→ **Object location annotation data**
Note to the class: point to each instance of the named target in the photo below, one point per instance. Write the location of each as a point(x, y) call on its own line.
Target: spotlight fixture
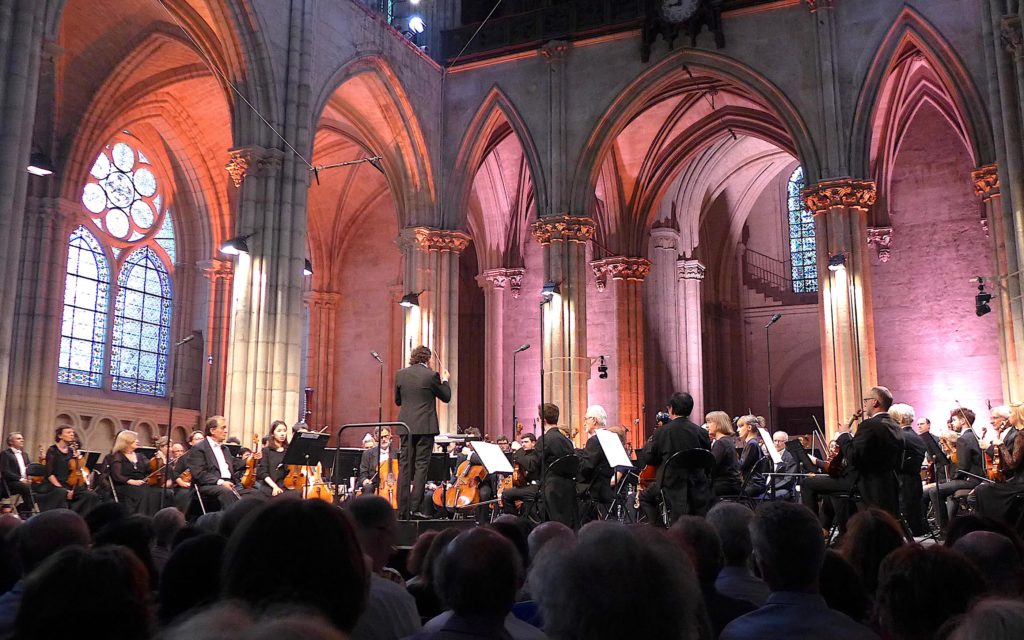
point(40, 165)
point(981, 299)
point(237, 246)
point(837, 262)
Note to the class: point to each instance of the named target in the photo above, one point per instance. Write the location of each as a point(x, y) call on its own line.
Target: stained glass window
point(141, 326)
point(802, 254)
point(83, 326)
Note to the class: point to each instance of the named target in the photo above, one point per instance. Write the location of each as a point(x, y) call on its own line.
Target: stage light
point(236, 246)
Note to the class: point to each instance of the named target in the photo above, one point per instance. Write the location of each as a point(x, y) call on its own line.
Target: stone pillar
point(265, 346)
point(219, 274)
point(566, 364)
point(986, 185)
point(431, 269)
point(689, 312)
point(38, 312)
point(846, 320)
point(628, 275)
point(20, 46)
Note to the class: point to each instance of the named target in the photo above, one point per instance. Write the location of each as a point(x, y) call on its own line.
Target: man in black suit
point(692, 493)
point(417, 389)
point(214, 469)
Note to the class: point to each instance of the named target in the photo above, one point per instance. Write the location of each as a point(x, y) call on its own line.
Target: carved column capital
point(245, 161)
point(690, 269)
point(843, 193)
point(563, 228)
point(502, 278)
point(427, 239)
point(881, 238)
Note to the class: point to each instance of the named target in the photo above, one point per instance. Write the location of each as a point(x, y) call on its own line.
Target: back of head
point(732, 521)
point(113, 595)
point(581, 589)
point(921, 588)
point(478, 573)
point(326, 572)
point(996, 558)
point(787, 545)
point(47, 534)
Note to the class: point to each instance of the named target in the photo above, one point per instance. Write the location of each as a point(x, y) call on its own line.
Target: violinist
point(970, 466)
point(270, 471)
point(77, 496)
point(129, 471)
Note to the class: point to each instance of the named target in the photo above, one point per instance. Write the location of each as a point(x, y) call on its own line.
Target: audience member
point(790, 552)
point(921, 588)
point(732, 520)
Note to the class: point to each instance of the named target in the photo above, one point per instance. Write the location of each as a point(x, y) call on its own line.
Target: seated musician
point(129, 471)
point(13, 465)
point(77, 496)
point(678, 435)
point(528, 460)
point(372, 459)
point(970, 466)
point(213, 468)
point(270, 470)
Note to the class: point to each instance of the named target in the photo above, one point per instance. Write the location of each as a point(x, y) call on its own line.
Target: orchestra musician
point(59, 454)
point(678, 435)
point(970, 461)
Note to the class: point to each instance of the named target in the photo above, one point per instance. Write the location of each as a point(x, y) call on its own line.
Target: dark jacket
point(417, 389)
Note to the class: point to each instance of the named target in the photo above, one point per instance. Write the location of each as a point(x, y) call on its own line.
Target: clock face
point(678, 10)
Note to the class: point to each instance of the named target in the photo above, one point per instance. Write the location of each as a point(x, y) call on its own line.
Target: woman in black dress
point(269, 471)
point(725, 476)
point(129, 471)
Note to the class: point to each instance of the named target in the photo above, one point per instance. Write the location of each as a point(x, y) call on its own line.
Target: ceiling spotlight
point(40, 165)
point(236, 246)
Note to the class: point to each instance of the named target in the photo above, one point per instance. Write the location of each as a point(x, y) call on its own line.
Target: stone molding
point(502, 278)
point(245, 161)
point(843, 193)
point(427, 239)
point(881, 238)
point(690, 269)
point(563, 228)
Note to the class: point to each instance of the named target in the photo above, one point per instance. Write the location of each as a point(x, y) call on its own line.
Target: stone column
point(38, 312)
point(431, 269)
point(20, 46)
point(986, 185)
point(846, 318)
point(564, 317)
point(267, 315)
point(627, 276)
point(219, 274)
point(495, 283)
point(690, 274)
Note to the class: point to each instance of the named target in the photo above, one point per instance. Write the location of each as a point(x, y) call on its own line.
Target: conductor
point(417, 389)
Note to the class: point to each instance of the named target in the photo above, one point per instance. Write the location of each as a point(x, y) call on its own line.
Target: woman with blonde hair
point(725, 476)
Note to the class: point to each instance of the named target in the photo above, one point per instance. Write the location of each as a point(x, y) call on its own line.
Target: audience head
point(326, 572)
point(921, 588)
point(581, 592)
point(787, 546)
point(871, 535)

→ **Stated goal**
Render the lines of the records above as a JSON list of strings, one string per line, omitting blank lines and covering every record. Leave the pictures out.

→ **Solution for this task**
[
  "Note to the class: point to each instance of the named target in the photo below, one point per instance. Write the location of each as a point(x, y) call on its own line.",
  "Target: spotlight fixture",
  "point(40, 165)",
  "point(981, 299)",
  "point(237, 246)",
  "point(837, 262)",
  "Note to the class: point to each instance of the named target in the photo above, one point per instance. Write the location of each as a point(x, y) call on its own line.",
  "Target: stained glass window",
  "point(141, 326)",
  "point(802, 254)",
  "point(83, 326)",
  "Note to the class: point to each instance of the named target in the photo above, one point per instance. Write the location of each as a point(x, y) call on its own line.",
  "Target: stage light",
  "point(236, 246)",
  "Note to the class: point to each instance of the named target in the photo above, one point per instance. Write the location of each as a point(x, y) call on its own line.",
  "Target: stone pillar",
  "point(265, 346)",
  "point(219, 274)",
  "point(566, 364)",
  "point(986, 185)",
  "point(431, 269)",
  "point(689, 312)",
  "point(38, 312)",
  "point(846, 320)",
  "point(628, 275)",
  "point(20, 46)",
  "Note to the class: point to each instance of the named target in the photo above, one point per instance. Write the location of each as a point(x, y) call on its own line.",
  "Target: man in black suit",
  "point(692, 493)",
  "point(417, 389)",
  "point(214, 469)",
  "Note to the class: point to each instance of the named target in the photo above, one point per instance. Write the location of each as a point(x, y) call on its own line.",
  "Target: carved column capital",
  "point(245, 161)",
  "point(690, 269)",
  "point(843, 193)",
  "point(563, 228)",
  "point(502, 278)",
  "point(427, 239)",
  "point(881, 238)",
  "Note to the class: point to each instance of the named target in the photo above, one point per instance. Write the location of each as a point(x, y) call on its own line.",
  "Target: back of head",
  "point(732, 521)",
  "point(113, 595)",
  "point(581, 589)",
  "point(921, 588)",
  "point(478, 573)",
  "point(326, 572)",
  "point(996, 558)",
  "point(787, 545)",
  "point(47, 534)",
  "Note to the class: point to each instance of the named target in the photo above, one point per instance. Write the location of each as a point(x, y) call on its own line.",
  "Target: violinist",
  "point(970, 466)",
  "point(270, 471)",
  "point(77, 496)",
  "point(129, 471)",
  "Note to the class: point to each instance of the named target in the photo above, one point per instance. Write the location of each as a point(x, y) call on its own line.",
  "Target: audience member",
  "point(790, 552)",
  "point(921, 588)",
  "point(732, 520)",
  "Note to the class: point to each instance of the named target in the photo above, one point per instance. Write the location of each as a point(x, y) call on its own line.",
  "Target: seated musician",
  "point(129, 471)",
  "point(13, 465)",
  "point(77, 496)",
  "point(678, 435)",
  "point(528, 460)",
  "point(372, 459)",
  "point(970, 466)",
  "point(213, 468)",
  "point(270, 470)",
  "Note to the class: point to each instance of the named target in the photo above, one point per instance. Write the location of each as a point(x, y) call on its own line.",
  "Target: orchestra musician",
  "point(59, 454)",
  "point(678, 435)",
  "point(970, 461)",
  "Note to the class: point to each instance of the named target in the photo above, one point per instance. Write the location of each as a point(x, y) call on its own line.",
  "Target: dark jacket",
  "point(417, 389)",
  "Note to the class: point to each instance of the named target in the photo above, one point per instance. Write the location of each as a point(x, y) call on its own line.",
  "Target: clock face",
  "point(678, 10)",
  "Note to the class: point to each instance of the named target in the photo above, one point per instance. Write the location of each as a point(x, y) call on its own line.",
  "Target: woman in black dress",
  "point(269, 471)",
  "point(725, 476)",
  "point(129, 471)",
  "Note to the class: point to each instance of the named target in the photo above, one point per instance. Write the location of each as a point(x, y) call on its own line.",
  "Target: ceiling spotlight",
  "point(40, 165)",
  "point(236, 246)",
  "Note to the class: point to each instance of the named target in the photo above, one point per instance. Write the location of each as a point(x, y) call on its own line.",
  "Target: stone molding",
  "point(502, 278)",
  "point(245, 161)",
  "point(843, 193)",
  "point(427, 239)",
  "point(881, 238)",
  "point(690, 269)",
  "point(563, 228)",
  "Note to the class: point to each instance of the named target in the photo above, one point per instance. Write the location of each as a point(x, y) call on its own line.",
  "Target: stone column",
  "point(38, 312)",
  "point(431, 269)",
  "point(20, 46)",
  "point(986, 185)",
  "point(846, 318)",
  "point(564, 317)",
  "point(267, 315)",
  "point(627, 276)",
  "point(219, 274)",
  "point(495, 283)",
  "point(690, 274)",
  "Note to the class: point to each instance of the named target in the photo above, one point per instance. Write the location of each as a point(x, y) call on its own line.",
  "Target: conductor",
  "point(417, 389)",
  "Note to the class: point to each instance of the named target in the photo above, one point per instance. Write the location of each as a point(x, y) call on its own line.",
  "Target: woman with blonde hair",
  "point(725, 476)",
  "Note to the class: point to each instance of the named target in the photo above, one point per instance. Write the location of each as a point(x, y) call on its own line.",
  "Target: audience head",
  "point(326, 572)",
  "point(921, 588)",
  "point(581, 592)",
  "point(787, 546)",
  "point(871, 535)"
]